▶
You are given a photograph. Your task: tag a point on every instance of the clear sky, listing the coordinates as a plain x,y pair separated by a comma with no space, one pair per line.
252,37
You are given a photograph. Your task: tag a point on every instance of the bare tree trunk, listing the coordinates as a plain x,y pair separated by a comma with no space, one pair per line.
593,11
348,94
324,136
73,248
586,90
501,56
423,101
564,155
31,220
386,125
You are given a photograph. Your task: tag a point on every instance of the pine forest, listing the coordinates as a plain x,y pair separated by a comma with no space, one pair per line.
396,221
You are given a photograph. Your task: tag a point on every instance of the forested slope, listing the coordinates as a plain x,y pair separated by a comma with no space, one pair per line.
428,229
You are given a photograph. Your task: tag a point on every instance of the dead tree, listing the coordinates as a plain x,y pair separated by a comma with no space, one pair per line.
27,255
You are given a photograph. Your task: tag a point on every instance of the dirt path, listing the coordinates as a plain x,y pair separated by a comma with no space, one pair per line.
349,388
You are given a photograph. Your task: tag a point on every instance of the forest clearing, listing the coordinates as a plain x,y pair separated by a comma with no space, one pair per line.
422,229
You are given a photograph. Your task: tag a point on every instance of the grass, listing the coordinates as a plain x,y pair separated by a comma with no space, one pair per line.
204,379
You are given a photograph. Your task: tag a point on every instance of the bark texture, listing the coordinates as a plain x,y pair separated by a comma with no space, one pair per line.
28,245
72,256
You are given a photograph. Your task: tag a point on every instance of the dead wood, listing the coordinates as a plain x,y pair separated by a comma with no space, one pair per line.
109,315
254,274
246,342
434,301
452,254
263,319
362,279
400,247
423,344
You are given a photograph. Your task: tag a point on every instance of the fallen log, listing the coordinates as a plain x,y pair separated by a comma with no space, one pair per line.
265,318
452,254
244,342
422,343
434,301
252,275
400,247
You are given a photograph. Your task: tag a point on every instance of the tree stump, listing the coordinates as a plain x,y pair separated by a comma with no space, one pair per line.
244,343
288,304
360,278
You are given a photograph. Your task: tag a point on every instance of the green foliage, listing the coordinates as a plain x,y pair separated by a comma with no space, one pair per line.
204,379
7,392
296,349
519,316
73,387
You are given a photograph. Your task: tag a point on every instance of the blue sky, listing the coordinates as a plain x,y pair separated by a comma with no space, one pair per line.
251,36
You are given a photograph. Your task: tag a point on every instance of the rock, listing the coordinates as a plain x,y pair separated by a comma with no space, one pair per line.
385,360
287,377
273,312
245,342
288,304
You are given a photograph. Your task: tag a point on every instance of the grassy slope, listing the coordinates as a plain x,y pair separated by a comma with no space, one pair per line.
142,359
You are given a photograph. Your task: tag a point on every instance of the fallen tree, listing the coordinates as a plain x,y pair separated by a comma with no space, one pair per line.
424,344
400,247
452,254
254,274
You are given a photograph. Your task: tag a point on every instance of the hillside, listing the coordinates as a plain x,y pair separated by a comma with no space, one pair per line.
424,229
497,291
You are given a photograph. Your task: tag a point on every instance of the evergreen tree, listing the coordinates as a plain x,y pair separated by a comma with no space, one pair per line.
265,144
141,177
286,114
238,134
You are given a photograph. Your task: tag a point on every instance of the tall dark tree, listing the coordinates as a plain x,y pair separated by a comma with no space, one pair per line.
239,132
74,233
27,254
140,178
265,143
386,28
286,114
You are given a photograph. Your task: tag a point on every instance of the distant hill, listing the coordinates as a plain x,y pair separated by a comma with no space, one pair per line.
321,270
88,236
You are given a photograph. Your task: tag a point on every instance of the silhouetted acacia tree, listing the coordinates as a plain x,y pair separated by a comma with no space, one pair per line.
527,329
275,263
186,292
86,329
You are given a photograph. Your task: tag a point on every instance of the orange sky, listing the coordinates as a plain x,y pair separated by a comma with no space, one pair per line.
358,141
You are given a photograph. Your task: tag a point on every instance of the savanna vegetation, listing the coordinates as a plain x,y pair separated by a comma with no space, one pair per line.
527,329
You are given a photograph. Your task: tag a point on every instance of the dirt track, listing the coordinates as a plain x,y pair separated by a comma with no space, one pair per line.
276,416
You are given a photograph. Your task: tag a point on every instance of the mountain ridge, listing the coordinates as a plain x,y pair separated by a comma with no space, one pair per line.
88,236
◀
- _Prompt_: Turn all of the material above into a Markdown table with two columns, Row and Material line. Number each row and leave out blank lines.

- _Task solution_:
| Row | Material line |
|---|---|
| 1 | You are given a photograph. Your task: tag a point on every instance of the clear sky, listing the coordinates as a plain x,y pair separated by a comma with no space, one pair per line. |
| 2 | 252,37 |
| 3 | You are given a photograph. Your task: tag a point on every instance of the bare tree trunk, listing the coordinates as a plain x,y pair separated by a comma with no space, one pair per line. |
| 4 | 593,11 |
| 5 | 348,94 |
| 6 | 324,136 |
| 7 | 73,248 |
| 8 | 586,90 |
| 9 | 501,56 |
| 10 | 423,101 |
| 11 | 564,155 |
| 12 | 31,220 |
| 13 | 386,125 |
| 14 | You are given a photograph. Your task: tag a point on every instance of the pine forest, listing the coordinates as a plain x,y pair separated by a comma with no space, one pair per line. |
| 15 | 396,221 |
| 16 | You are given a photograph. Your task: tag a point on every instance of the forested slope, listing the coordinates as a plain x,y pair separated by a comma with no space, one pair per line. |
| 17 | 428,229 |
| 18 | You are given a photograph. Your task: tag a point on every instance of the dead tree, listing the coordinates as a plain x,y pair separated by a comma with no space, one pair per line. |
| 19 | 27,255 |
| 20 | You are given a photograph. Your task: tag a point on every instance of the dirt path, listing the coordinates as a plain x,y pair separated by a comma with no space, one pair per line. |
| 21 | 349,388 |
| 22 | You are given a photograph. Your task: tag a point on every instance of the forest clearing, listing the coordinates as a plain x,y pair separated by a comma with no space, one pair per line. |
| 23 | 422,229 |
| 24 | You are given a photograph. Your task: tag a point on every instance of the grass, listing the coordinates as a plain x,y pair separated by a comma with no space, one pair per line. |
| 25 | 204,379 |
| 26 | You are given a photograph. Your task: tag a point on every instance of the bark texture, listing the coordinates as a plain x,y pair separated by a comma with no space, one pair per line. |
| 27 | 28,245 |
| 28 | 72,256 |
| 29 | You are given a photograph. Your task: tag a point on every instance of the dead wood, listing the coordinates as a plain x,y pair separated by a comma with no space, one pair per line. |
| 30 | 109,315 |
| 31 | 254,274 |
| 32 | 246,342 |
| 33 | 434,301 |
| 34 | 452,254 |
| 35 | 263,319 |
| 36 | 362,279 |
| 37 | 400,247 |
| 38 | 423,344 |
| 39 | You are given a photograph. Your task: tag a point on every instance of the fallen log, listing the coordinates as a plain x,y pair separated by a comma with no space, one pair per line. |
| 40 | 265,318 |
| 41 | 452,254 |
| 42 | 244,342 |
| 43 | 422,343 |
| 44 | 434,301 |
| 45 | 252,275 |
| 46 | 400,247 |
| 47 | You are given a photograph. Your task: tag a point on every instance of the tree stump, listing the coordinates as a plain x,y pair separated by a comma with no space, one pair per line. |
| 48 | 244,343 |
| 49 | 288,304 |
| 50 | 360,278 |
| 51 | You are given a photograph. Your task: tag a point on every instance of the green foliage, listing the coordinates as a plain x,y pair separated by a comma with no space, one pair per line. |
| 52 | 204,379 |
| 53 | 7,392 |
| 54 | 296,349 |
| 55 | 519,316 |
| 56 | 73,387 |
| 57 | You are given a photograph. Your task: tag a point on every instance of the blue sky, listing the coordinates as a plain x,y pair separated by a comma with no space, one pair per line. |
| 58 | 251,36 |
| 59 | You are given a photograph. Your task: tag a point on every instance of the rock, listing the coordinates as a plain x,y pair separated by a comma with no space, one pair per line. |
| 60 | 385,360 |
| 61 | 287,377 |
| 62 | 273,312 |
| 63 | 245,342 |
| 64 | 288,304 |
| 65 | You are given a photograph. Your task: tag a point on every instance of the grassy slope, listing the coordinates as a plain x,y pair separated by a comma with no space, one pair per line. |
| 66 | 142,359 |
| 67 | You are given a photograph. Your task: tag a point on every instance of the fallen tree, listing the coordinates as a plain x,y pair separated by a comma with no space, one pair per line. |
| 68 | 424,344 |
| 69 | 400,247 |
| 70 | 452,254 |
| 71 | 254,274 |
| 72 | You are given a photograph. Your task: tag a point on every instance of the hillside, listing the coordinates as a plain x,y pair separated by a comma with no space, one pair per line. |
| 73 | 424,229 |
| 74 | 497,291 |
| 75 | You are given a photograph. Your task: tag a point on every instance of the evergreen tree, listing the coordinates as a plain x,y pair separated by a comma with no space, one pair per line. |
| 76 | 265,144 |
| 77 | 141,177 |
| 78 | 286,114 |
| 79 | 238,134 |
| 80 | You are given a photograph. Your task: tag a point on every instance of the tall dark tree, listing the coordinates as a plain x,y pair separated by a comma with no space, one pair per line. |
| 81 | 239,132 |
| 82 | 74,233 |
| 83 | 27,254 |
| 84 | 140,178 |
| 85 | 265,143 |
| 86 | 386,28 |
| 87 | 286,114 |
| 88 | You are given a photograph. Your task: tag a point on every instance of the distant hill, listing the coordinates as a plain x,y pair separated by a comma with no space, one pair per line. |
| 89 | 321,270 |
| 90 | 88,236 |
| 91 | You are given a photograph. Your task: tag a point on every instance of the silhouetted acacia tree, listing the coordinates as a plain x,y pair separated by a comma with no space, one pair per line. |
| 92 | 527,329 |
| 93 | 275,263 |
| 94 | 186,292 |
| 95 | 86,329 |
| 96 | You are given a photograph. Your task: tag a point on every instance of the orange sky, listing the coordinates as a plain x,y pair separated by a comma with no space, one pair per line. |
| 97 | 358,141 |
| 98 | You are given a photograph. Your task: tag a point on every instance of the savanna vegetation, listing the coordinates as a plain x,y pair separated by a comma with no space, one pair per line. |
| 99 | 527,329 |
| 100 | You are given a photograph. Your task: tag a point on every instance of the dirt track, listing the coordinates as a plain x,y pair separated by a comma with no space, one pair per line. |
| 101 | 276,416 |
| 102 | You are given a photograph. Your task: tag a point on every instance of the mountain ridge, listing the coordinates as a plain x,y pair separated by a comma with no space, one pair per line. |
| 103 | 88,236 |